● Point-per-instance localization data
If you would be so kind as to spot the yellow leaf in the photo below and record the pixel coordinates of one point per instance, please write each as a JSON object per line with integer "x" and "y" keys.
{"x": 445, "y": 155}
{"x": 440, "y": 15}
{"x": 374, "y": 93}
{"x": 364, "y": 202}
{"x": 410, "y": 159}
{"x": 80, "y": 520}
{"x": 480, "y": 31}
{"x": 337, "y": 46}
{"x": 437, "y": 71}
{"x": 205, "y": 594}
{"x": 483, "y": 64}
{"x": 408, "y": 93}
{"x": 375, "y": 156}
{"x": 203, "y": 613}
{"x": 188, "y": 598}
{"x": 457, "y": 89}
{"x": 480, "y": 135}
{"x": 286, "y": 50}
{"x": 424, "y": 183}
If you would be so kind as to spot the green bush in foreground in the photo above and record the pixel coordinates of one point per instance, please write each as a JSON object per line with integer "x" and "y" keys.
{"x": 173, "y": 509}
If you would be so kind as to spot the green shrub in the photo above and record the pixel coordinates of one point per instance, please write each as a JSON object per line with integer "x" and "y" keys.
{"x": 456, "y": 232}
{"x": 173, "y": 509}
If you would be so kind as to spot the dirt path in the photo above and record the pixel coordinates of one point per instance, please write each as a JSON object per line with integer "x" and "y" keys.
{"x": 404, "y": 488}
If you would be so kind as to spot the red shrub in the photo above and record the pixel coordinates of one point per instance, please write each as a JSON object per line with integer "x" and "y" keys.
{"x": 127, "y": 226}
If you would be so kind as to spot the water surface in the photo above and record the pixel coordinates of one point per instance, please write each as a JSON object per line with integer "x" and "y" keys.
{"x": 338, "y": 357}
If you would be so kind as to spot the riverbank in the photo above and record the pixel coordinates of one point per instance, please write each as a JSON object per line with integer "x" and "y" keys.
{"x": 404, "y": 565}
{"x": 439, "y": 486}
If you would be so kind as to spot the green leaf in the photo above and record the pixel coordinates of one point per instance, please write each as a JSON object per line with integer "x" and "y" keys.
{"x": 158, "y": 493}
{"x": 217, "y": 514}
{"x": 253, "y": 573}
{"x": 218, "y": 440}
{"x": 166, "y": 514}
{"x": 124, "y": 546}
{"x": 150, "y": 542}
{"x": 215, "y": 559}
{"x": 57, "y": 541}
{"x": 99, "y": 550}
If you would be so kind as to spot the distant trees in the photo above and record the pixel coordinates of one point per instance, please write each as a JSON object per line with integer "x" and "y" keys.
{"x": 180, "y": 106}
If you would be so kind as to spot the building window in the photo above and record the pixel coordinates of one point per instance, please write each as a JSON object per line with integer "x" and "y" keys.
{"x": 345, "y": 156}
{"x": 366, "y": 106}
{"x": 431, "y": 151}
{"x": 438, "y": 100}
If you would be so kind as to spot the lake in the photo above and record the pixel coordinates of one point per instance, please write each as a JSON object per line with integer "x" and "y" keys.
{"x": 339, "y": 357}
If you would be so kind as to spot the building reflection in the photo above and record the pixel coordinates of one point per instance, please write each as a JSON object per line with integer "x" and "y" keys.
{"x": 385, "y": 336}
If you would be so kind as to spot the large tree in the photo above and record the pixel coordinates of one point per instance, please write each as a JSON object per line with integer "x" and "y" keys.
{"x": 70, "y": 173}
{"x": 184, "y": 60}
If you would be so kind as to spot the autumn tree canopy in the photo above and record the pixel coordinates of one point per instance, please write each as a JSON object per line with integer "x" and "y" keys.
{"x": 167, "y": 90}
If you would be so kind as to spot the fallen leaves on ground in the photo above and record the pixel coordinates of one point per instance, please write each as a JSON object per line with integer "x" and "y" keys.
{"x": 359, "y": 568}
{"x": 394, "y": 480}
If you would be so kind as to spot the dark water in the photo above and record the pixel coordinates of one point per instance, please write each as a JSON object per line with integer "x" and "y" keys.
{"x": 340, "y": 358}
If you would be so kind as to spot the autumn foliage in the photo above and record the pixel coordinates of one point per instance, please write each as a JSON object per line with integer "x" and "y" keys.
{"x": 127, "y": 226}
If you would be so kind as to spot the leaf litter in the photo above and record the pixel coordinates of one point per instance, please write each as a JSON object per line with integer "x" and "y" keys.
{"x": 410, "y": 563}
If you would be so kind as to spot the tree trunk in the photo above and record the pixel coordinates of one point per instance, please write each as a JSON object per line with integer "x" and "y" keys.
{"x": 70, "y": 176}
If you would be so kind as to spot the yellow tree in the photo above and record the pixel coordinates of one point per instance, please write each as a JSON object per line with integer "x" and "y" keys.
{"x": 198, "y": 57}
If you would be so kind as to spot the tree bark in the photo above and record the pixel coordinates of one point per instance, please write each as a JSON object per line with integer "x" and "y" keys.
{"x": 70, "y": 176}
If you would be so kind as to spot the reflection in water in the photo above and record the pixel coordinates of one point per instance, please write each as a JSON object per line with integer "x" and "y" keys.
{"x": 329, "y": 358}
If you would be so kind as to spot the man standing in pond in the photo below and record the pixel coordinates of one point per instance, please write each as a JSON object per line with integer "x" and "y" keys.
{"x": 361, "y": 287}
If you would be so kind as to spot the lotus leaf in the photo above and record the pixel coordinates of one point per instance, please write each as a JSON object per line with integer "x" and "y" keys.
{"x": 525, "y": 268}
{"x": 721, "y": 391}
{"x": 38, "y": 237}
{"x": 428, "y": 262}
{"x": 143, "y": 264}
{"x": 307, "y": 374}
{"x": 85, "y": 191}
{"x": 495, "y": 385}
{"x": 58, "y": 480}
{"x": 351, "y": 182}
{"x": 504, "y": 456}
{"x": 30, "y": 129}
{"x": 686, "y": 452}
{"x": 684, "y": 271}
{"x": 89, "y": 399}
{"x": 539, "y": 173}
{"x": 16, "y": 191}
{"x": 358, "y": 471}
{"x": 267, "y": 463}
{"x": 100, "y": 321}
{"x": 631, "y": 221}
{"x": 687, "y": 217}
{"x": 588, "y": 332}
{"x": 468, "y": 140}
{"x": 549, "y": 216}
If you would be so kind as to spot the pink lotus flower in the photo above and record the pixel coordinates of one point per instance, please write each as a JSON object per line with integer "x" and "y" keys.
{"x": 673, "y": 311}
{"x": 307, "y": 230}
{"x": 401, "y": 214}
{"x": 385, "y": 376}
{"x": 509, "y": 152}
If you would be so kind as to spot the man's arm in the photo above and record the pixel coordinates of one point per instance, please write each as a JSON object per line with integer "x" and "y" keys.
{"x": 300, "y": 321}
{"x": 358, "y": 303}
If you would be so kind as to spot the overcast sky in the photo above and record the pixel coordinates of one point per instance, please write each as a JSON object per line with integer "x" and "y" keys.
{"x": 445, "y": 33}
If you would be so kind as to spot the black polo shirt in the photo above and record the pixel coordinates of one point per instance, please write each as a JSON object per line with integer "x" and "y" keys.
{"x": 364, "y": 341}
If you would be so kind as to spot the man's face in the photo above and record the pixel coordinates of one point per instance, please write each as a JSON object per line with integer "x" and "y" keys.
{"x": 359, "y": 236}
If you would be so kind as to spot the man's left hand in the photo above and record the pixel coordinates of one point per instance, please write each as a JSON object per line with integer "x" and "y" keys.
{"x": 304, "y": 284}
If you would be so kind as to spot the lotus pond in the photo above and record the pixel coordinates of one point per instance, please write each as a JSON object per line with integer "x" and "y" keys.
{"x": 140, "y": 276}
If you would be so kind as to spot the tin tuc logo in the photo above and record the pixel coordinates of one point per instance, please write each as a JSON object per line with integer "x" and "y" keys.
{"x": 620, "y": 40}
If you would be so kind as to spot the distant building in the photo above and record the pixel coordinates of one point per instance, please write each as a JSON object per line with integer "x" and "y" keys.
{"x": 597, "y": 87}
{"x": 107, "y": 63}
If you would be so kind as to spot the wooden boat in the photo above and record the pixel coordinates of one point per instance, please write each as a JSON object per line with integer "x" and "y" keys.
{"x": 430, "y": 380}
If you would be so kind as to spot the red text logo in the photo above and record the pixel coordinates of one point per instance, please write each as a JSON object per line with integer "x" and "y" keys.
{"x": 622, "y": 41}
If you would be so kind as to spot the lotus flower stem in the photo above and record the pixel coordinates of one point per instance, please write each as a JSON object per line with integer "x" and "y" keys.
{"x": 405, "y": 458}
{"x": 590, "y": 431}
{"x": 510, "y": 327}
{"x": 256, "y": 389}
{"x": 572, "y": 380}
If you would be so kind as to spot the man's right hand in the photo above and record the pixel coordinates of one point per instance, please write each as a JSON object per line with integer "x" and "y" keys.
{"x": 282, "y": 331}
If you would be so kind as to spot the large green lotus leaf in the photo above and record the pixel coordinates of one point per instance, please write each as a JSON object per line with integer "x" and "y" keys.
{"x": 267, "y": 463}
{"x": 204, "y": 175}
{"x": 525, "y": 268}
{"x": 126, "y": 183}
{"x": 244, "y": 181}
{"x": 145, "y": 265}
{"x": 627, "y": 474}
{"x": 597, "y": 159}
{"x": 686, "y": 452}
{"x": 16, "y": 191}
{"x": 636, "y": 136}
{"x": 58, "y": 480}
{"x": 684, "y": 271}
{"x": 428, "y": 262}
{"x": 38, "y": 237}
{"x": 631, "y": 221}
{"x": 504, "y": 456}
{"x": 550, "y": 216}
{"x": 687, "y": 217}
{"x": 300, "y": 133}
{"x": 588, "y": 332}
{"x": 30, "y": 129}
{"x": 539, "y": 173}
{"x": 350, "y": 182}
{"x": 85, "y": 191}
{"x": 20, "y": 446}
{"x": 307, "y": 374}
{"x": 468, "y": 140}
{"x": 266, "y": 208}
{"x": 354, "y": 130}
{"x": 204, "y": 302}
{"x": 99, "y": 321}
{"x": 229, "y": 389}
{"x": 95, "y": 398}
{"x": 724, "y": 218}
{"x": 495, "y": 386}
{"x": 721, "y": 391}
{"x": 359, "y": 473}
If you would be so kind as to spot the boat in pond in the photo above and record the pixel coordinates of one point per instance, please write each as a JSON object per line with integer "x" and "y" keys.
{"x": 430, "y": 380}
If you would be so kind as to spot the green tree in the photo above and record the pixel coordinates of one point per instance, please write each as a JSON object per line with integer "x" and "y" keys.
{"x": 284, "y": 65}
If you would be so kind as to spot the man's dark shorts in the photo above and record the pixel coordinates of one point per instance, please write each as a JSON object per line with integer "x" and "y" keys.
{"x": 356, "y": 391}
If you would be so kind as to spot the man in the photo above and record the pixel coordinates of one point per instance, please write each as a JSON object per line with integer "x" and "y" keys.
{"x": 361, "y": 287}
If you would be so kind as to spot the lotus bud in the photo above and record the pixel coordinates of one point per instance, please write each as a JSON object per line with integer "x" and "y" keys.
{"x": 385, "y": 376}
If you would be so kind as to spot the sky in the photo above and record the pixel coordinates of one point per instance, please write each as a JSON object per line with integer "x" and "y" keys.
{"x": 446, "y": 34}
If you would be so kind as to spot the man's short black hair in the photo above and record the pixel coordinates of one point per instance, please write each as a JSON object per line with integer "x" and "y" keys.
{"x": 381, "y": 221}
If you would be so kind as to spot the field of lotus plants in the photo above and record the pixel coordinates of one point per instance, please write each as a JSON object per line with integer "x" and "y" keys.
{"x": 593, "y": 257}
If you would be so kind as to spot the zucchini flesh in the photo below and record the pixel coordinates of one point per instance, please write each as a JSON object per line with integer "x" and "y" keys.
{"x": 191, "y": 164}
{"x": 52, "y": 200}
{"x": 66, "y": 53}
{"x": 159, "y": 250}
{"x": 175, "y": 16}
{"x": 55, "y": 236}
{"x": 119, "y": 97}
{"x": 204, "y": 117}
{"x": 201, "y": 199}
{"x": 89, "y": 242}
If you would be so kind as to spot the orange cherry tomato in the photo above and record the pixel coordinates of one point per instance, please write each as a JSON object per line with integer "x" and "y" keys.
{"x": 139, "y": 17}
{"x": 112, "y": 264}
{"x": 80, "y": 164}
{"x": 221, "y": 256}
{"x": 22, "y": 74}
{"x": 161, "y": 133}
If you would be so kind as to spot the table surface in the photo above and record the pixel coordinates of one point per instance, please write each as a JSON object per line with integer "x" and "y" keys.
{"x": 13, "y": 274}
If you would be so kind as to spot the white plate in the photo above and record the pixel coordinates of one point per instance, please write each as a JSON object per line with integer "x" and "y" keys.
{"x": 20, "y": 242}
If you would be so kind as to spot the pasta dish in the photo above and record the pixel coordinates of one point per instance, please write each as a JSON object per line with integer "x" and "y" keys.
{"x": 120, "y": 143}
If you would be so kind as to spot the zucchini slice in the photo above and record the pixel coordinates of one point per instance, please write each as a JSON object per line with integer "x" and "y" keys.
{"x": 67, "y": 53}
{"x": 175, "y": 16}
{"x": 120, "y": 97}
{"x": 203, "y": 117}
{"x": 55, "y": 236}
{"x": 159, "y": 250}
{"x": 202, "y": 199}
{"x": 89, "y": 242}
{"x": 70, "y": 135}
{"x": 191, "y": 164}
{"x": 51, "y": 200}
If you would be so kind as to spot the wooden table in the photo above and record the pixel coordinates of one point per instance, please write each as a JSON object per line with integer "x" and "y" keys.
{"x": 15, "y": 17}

● REQUIRED ACTION
Output, exactly and with no other text, the line that contains "the wooden table" and all lines from there to the end of the records.

● OUTPUT FOR THIS EXERCISE
If you would be so kind as to spot the wooden table in the photo above and record the pixel coordinates of one point per instance, please write each as a JSON object per line with integer "x" and "y" keys.
{"x": 15, "y": 17}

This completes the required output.